╔══

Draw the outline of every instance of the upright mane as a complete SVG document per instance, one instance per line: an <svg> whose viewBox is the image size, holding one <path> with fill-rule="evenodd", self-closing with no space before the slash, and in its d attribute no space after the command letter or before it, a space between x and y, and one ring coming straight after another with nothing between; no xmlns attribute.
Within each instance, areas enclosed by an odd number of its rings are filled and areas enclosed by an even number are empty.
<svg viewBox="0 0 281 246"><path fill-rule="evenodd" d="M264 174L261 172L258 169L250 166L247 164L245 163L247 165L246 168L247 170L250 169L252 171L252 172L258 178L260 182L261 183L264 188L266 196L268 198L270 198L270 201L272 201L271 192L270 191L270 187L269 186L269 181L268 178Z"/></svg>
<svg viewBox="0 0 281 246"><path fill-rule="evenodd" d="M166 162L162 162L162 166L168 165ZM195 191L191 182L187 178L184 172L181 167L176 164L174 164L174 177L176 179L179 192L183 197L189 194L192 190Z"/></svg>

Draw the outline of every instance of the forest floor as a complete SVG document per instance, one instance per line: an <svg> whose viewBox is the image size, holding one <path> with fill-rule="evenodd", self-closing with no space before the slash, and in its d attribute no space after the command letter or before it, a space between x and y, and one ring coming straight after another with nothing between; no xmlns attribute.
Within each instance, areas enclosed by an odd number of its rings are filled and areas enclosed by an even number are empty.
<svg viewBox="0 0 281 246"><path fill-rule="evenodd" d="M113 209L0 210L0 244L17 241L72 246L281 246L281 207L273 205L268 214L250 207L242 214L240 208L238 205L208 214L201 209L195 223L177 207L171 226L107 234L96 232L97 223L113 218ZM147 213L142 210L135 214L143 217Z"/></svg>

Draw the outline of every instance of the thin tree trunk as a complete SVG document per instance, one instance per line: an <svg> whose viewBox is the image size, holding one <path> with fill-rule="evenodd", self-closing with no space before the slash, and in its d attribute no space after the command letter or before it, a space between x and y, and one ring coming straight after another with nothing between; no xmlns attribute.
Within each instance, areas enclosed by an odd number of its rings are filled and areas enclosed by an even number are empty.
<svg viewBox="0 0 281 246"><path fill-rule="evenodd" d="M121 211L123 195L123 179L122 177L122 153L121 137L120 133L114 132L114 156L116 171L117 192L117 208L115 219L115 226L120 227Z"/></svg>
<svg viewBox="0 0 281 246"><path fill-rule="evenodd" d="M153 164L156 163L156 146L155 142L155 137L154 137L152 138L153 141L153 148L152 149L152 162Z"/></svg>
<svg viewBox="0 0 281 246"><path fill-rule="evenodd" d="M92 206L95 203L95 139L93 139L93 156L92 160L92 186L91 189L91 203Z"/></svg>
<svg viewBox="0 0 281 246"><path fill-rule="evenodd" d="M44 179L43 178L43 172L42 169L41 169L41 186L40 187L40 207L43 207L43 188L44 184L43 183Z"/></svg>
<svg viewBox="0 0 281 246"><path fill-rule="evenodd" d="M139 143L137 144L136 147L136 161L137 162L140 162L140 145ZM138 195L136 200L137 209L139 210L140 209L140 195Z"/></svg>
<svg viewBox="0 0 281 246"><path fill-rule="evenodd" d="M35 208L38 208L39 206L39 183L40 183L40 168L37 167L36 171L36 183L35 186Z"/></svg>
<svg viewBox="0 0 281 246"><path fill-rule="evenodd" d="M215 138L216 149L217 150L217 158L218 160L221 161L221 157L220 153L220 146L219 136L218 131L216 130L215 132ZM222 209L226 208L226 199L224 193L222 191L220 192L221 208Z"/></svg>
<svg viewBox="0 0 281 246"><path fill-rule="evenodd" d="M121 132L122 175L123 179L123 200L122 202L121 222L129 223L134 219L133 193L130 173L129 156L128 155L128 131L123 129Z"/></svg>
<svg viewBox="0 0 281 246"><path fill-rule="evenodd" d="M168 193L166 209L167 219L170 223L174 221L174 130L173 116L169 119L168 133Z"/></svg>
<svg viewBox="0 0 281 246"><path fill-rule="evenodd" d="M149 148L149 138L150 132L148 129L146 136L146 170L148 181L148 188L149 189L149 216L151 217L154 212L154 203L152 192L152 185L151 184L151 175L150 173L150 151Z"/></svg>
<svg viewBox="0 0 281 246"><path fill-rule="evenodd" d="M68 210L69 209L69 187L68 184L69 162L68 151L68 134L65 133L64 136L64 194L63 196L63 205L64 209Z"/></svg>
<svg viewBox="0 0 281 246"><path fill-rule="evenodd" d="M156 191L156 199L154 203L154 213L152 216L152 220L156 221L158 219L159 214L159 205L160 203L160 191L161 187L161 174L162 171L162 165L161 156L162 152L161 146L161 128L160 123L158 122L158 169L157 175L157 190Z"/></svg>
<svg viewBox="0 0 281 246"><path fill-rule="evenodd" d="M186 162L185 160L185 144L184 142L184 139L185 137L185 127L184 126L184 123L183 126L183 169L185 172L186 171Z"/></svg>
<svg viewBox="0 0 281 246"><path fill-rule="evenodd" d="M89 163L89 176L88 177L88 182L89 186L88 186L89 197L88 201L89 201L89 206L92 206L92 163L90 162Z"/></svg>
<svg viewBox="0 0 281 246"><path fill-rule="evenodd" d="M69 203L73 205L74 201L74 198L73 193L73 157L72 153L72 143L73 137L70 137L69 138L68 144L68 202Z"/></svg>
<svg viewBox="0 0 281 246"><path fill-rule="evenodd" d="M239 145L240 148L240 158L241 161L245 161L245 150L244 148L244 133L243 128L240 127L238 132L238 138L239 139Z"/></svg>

╚══

:: Aim ::
Render each line of the items above as a Markdown table with two columns, "Row" and "Item line". Number the rows in order and omit blank lines.

:: Answer to this exercise ::
| Row | Item line |
|---|---|
| 1 | Draw the outline of every instance of the upright mane as a complete SVG document per instance, one instance per line: an <svg> whose viewBox is the image size, holding one <path> with fill-rule="evenodd", self-closing with no space before the slash, and in its d attribute no space after the command letter or before it, a space between x and y, and one ring coming straight after another with nothing between; no xmlns attribute. |
| 2 | Within each instance, areas enclosed by an odd number of its rings are filled and areas enclosed by an even number are empty. |
| 3 | <svg viewBox="0 0 281 246"><path fill-rule="evenodd" d="M264 174L261 172L258 169L250 166L247 164L245 163L247 165L246 168L247 170L250 169L252 171L252 172L258 178L260 182L261 183L264 188L266 196L268 198L270 198L270 201L272 201L271 192L270 191L270 187L269 186L269 181L268 178Z"/></svg> |
| 4 | <svg viewBox="0 0 281 246"><path fill-rule="evenodd" d="M166 162L162 162L162 166L168 165ZM195 191L191 182L187 178L184 172L181 167L176 164L174 164L174 177L176 179L179 192L183 197L189 194L192 190Z"/></svg> |
| 5 | Draw the outline of every instance of the forest floor as a complete SVG document per instance, one instance per line: an <svg> whose viewBox is the image size, holding one <path> with fill-rule="evenodd", self-closing with no space before the slash, and in its d attribute no space after the command letter or before it, a space between x and y, and one ring coming straight after another with nothing between; no xmlns attribute. |
| 6 | Within each instance, areas enclosed by an odd number of its rings are filled and areas enclosed by an even number are empty. |
| 7 | <svg viewBox="0 0 281 246"><path fill-rule="evenodd" d="M113 209L0 210L0 244L17 241L72 246L281 246L281 207L273 205L268 214L250 207L242 214L240 208L238 205L208 214L201 209L195 223L177 207L171 226L107 234L96 232L97 223L113 218ZM147 213L142 210L135 214L143 217Z"/></svg> |
| 8 | Draw the outline of every instance of the thin tree trunk as a complete SVG document per instance, one instance per line: an <svg> whose viewBox is the image size, holding one <path> with fill-rule="evenodd", self-closing with no space before the slash, and in its d attribute no space after the command letter or before it, a space between x and y, and one ring coming straight after another with nothing between; no xmlns attribute. |
| 9 | Within each instance, areas enclosed by an odd number of its rings are filled and areas enclosed by an even number are empty. |
| 10 | <svg viewBox="0 0 281 246"><path fill-rule="evenodd" d="M121 211L123 195L123 179L122 177L122 153L121 137L120 133L114 132L114 156L116 171L117 192L117 208L115 219L115 226L120 227Z"/></svg> |
| 11 | <svg viewBox="0 0 281 246"><path fill-rule="evenodd" d="M153 164L156 163L156 146L155 142L155 137L154 137L152 138L153 141L153 148L152 149L152 162Z"/></svg> |
| 12 | <svg viewBox="0 0 281 246"><path fill-rule="evenodd" d="M92 206L95 203L95 139L93 139L93 156L92 160L92 186L91 189L91 203Z"/></svg> |
| 13 | <svg viewBox="0 0 281 246"><path fill-rule="evenodd" d="M44 179L43 178L43 172L42 169L41 169L41 186L40 187L40 207L43 207L43 188L44 184L43 183Z"/></svg> |
| 14 | <svg viewBox="0 0 281 246"><path fill-rule="evenodd" d="M139 143L137 144L136 147L136 161L137 162L140 162L140 145ZM138 195L136 200L137 209L139 210L140 209L140 195Z"/></svg> |
| 15 | <svg viewBox="0 0 281 246"><path fill-rule="evenodd" d="M35 208L38 208L39 206L39 183L40 183L40 168L37 167L36 171L36 183L35 186Z"/></svg> |
| 16 | <svg viewBox="0 0 281 246"><path fill-rule="evenodd" d="M215 138L216 149L217 150L217 158L218 160L221 161L221 157L220 153L220 146L219 136L218 131L216 130L215 132ZM222 209L226 208L226 199L224 193L222 191L220 192L221 208Z"/></svg> |
| 17 | <svg viewBox="0 0 281 246"><path fill-rule="evenodd" d="M121 132L122 175L123 179L123 200L122 202L121 222L129 223L134 219L133 193L130 173L129 156L128 155L128 131L123 129Z"/></svg> |
| 18 | <svg viewBox="0 0 281 246"><path fill-rule="evenodd" d="M168 193L166 209L167 219L170 223L174 221L174 130L173 116L169 119L168 133Z"/></svg> |
| 19 | <svg viewBox="0 0 281 246"><path fill-rule="evenodd" d="M149 148L149 138L150 132L148 129L146 136L146 170L148 181L148 188L149 189L149 216L151 217L154 212L154 203L152 192L152 185L151 184L151 175L150 173L150 151Z"/></svg> |
| 20 | <svg viewBox="0 0 281 246"><path fill-rule="evenodd" d="M68 210L69 209L69 187L68 184L69 162L68 151L68 134L65 133L64 136L64 194L63 196L63 205L64 209Z"/></svg> |
| 21 | <svg viewBox="0 0 281 246"><path fill-rule="evenodd" d="M156 191L156 199L154 203L154 213L152 216L152 220L156 221L158 219L159 214L159 205L160 203L160 191L161 187L161 174L162 171L162 165L161 156L162 152L161 146L161 128L160 123L158 122L158 169L157 175L157 190Z"/></svg> |
| 22 | <svg viewBox="0 0 281 246"><path fill-rule="evenodd" d="M186 162L185 160L185 144L184 142L184 139L185 137L185 127L184 126L184 123L183 126L183 169L185 172L186 171Z"/></svg> |
| 23 | <svg viewBox="0 0 281 246"><path fill-rule="evenodd" d="M89 163L89 176L88 177L88 182L89 186L88 186L89 197L88 201L89 201L89 206L92 206L92 163L90 162Z"/></svg> |
| 24 | <svg viewBox="0 0 281 246"><path fill-rule="evenodd" d="M69 203L73 205L74 201L74 198L73 193L73 157L72 153L72 143L73 137L70 137L69 138L68 144L68 202Z"/></svg> |
| 25 | <svg viewBox="0 0 281 246"><path fill-rule="evenodd" d="M239 145L240 148L240 158L241 161L245 161L245 150L244 148L244 133L243 128L240 127L238 132L238 138L239 139Z"/></svg> |